* BEGIN *

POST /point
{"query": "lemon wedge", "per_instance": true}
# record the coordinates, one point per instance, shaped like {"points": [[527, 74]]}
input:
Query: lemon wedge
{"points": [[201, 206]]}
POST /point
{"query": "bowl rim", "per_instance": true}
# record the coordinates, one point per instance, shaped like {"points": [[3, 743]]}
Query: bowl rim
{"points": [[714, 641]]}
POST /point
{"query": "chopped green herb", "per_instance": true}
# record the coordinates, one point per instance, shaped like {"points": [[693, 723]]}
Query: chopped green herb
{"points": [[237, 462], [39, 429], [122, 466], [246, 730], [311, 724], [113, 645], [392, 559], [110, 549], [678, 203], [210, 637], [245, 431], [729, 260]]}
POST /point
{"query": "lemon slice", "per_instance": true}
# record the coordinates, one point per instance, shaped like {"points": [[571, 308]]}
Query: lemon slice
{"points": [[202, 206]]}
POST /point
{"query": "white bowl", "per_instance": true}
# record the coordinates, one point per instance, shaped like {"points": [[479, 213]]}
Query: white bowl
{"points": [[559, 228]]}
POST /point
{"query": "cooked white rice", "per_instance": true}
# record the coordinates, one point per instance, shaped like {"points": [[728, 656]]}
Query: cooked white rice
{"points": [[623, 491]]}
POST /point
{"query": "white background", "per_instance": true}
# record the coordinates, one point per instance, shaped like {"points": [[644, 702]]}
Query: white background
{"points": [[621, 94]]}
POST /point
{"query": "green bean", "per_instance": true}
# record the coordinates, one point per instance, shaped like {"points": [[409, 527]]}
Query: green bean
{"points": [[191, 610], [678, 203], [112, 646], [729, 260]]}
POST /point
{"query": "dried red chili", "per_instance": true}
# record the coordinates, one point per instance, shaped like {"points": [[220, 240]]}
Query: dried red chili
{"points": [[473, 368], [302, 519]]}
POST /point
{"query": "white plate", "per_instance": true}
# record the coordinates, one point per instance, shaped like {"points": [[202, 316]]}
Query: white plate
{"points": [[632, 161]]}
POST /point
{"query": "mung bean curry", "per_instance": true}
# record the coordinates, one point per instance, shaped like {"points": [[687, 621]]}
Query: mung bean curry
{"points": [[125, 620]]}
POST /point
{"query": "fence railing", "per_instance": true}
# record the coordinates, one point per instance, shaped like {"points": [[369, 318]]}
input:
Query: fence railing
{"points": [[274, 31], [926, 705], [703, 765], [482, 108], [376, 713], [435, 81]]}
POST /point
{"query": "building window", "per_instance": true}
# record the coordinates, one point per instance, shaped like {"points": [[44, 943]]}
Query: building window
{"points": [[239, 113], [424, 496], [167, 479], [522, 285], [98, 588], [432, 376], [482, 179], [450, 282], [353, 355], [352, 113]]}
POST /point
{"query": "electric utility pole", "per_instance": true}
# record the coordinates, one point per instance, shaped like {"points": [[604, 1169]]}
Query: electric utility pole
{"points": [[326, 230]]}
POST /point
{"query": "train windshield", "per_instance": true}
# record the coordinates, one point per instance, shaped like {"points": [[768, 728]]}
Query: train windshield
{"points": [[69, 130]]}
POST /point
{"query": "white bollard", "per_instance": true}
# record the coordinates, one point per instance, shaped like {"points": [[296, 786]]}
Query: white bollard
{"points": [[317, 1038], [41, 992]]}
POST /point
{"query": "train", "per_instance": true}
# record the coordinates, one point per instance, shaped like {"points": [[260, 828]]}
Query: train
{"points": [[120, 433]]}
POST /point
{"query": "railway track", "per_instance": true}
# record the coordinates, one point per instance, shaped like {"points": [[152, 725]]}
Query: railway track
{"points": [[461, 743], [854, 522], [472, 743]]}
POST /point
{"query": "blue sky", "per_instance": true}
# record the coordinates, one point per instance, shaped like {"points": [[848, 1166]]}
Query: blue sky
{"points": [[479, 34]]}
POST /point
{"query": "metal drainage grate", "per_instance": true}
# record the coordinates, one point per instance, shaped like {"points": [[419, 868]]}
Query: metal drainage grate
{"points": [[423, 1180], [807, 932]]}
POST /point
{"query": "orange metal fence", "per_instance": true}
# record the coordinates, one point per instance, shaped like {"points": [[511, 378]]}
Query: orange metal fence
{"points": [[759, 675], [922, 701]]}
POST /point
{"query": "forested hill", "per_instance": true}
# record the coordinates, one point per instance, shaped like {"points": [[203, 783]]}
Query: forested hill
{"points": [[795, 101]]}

* END *

_STATED TASK:_ Pull out every line of the material above that contains the word "railing".

_TASK RESPONSE:_
{"query": "fence railing", "per_instance": true}
Query: fence railing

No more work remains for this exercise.